任务简述 A>
把下面这篇 Hive on Spark 源码分析从头到尾一字不改地再写一遍。

正文内容>
Hive on Spark源码分析(一)—— SparkTask
Hive on Spark源码分析(二)—— SparkSession与HiveSparkClient
Hive on Spark源码分析(三)—— SparkClilent与SparkClientImpl(上)
Hive on Spark源码分析(四)—— SparkClilent与SparkClientImpl(下)
Hive on Spark源码分析(五)—— RemoteDriver
Hive on Spark源码分析(六)—— RemoteSparkJobMonitor与JobHandle
RemoteDriver与SparkClient进行任务交互,并向Spark集群提交任务的。SparkClientImpl中通过调用RemoteDriver.main在新进程中启动了RemoteDriver
main函数
public static void main(String[] args) throws Exception {
new RemoteDriver(args).run();
}
run方法里主要做关闭线程,删除临时目录的工作
private void run() throws InterruptedException {
synchronized (shutdownLock) {
while (running) {
shutdownLock.wait();
}
}
executor.shutdownNow();
try {
FileUtils.deleteDirectory(localTmpDir);
} catch (IOException e) {
LOG.warn("Failed to delete local tmp dir: " + localTmpDir, e);
}
}
接下来我们看一下RemoteDriver的私有构造函数。处理参数,初始化环境变量,提交任务等都在私有工造方法中完成。首先是解析SparkClient传给RemoteDriver的参数,并付给相应的SparkConf:
SparkConf conf = new SparkConf();
String serverAddress = null;
int serverPort = -1;
for (int idx = 0; idx < args.length; idx += 2) {
String key = args[idx];
if (key.equals("--remote-host")) {
serverAddress = getArg(args, idx);
} else if (key.equals("--remote-port")) {
serverPort = Integer.parseInt(getArg(args, idx));
} else if (key.equals("--client-id")) {
conf.set(SparkClientFactory.CONF_CLIENT_ID, getArg(args, idx));
} else if (key.equals("--secret")) {
conf.set(SparkClientFactory.CONF_KEY_SECRET, getArg(args, idx));
} else if (key.equals("--conf")) {
String[] val = getArg(args, idx).split("[=]", 2);
conf.set(val[0], val[1]);
} else {
throw new IllegalArgumentException("Invalid command line: "

所给条目>
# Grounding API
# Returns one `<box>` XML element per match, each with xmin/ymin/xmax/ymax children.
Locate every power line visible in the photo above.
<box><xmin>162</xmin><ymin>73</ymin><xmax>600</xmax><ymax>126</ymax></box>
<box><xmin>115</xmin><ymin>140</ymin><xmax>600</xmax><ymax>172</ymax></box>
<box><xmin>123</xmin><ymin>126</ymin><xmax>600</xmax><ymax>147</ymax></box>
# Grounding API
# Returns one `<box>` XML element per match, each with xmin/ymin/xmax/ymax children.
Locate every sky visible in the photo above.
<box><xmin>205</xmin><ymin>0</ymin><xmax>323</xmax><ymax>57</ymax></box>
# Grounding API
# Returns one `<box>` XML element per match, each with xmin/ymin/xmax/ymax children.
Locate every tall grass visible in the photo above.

任务简述 B>
把上面全部条目里的各行排成带编号的列表，空行去掉。

完整解答 A>
Hive on Spark源码分析(一)—— SparkTask
Hive on Spark源码分析(二)—— SparkSession与HiveSparkClient
Hive on Spark源码分析(三)—— SparkClilent与SparkClientImpl(上)
Hive on Spark源码分析(四)—— SparkClilent与SparkClientImpl(下)
Hive on Spark源码分析(五)—— RemoteDriver
Hive on Spark源码分析(六)—— RemoteSparkJobMonitor与JobHandle
RemoteDriver与SparkClient进行任务交互,并向Spark集群提交任务的。SparkClientImpl中通过调用RemoteDriver.main在新进程中启动了RemoteDriver
main函数
public static void main(String[] args) throws Exception {
new RemoteDriver(args).run();
}
run方法里主要做关闭线程,删除临时目录的工作
private void run() throws InterruptedException {
synchronized (shutdownLock) {
while (running) {
shutdownLock.wait();
}
}
executor.shutdownNow();
try {
FileUtils.deleteDirectory(localTmpDir);
} catch (IOException e) {
LOG.warn("Failed to delete local tmp dir: " + localTmpDir, e);
}
}
接下来我们看一下RemoteDriver的私有构造函数。处理参数,初始化环境变量,提交任务等都在私有工造方法中完成。首先是解析SparkClient传给RemoteDriver的参数,并付给相应的SparkConf:
SparkConf conf = new SparkConf();
String serverAddress = null;
int serverPort = -1;
for (int idx = 0; idx < args.length; idx += 2) {
String key = args[idx];
if (key.equals("--remote-host")) {
serverAddress = getArg(args, idx);
} else if (key.equals("--remote-port")) {
serverPort = Integer.parseInt(getArg(args, idx));
} else if (key.equals("--client-id")) {
conf.set(SparkClientFactory.CONF_CLIENT_ID, getArg(args, idx));
} else if (key.equals("--secret")) {
conf.set(SparkClientFactory.CONF_KEY_SECRET, getArg(args, idx));
} else if (key.equals("--conf")) {
String[] val = getArg(args, idx).split("[=]", 2);
conf.set(val[0], val[1]);
} else {
throw new IllegalArgumentException("Invalid command line: "

完整解答 B>
1. # Grounding API
2. # Returns one `<box>` XML element per match, each with xmin/ymin/xmax/ymax children.
3. Locate every power line visible in the photo above.
4. <box><xmin>162</xmin><ymin>73</ymin><xmax>600</xmax><ymax>126</ymax></box>
5. <box><xmin>115</xmin><ymin>140</ymin><xmax>600</xmax><ymax>172</ymax></box>
6. <box><xmin>123</xmin><ymin>126</ymin><xmax>600</xmax><ymax>147</ymax></box>
7. # Grounding API
8. # Returns one `<box>` XML element per match, each with xmin/ymin/xmax/ymax children.
9. Locate every sky visible in the photo above.
10. <box><xmin>205</xmin><ymin>0</ymin><xmax>323</xmax><ymax>57</ymax></box>
11. # Grounding API
12. # Returns one `<box>` XML element per match, each with xmin/ymin/xmax/ymax children.
13. Locate every tall grass visible in the photo above.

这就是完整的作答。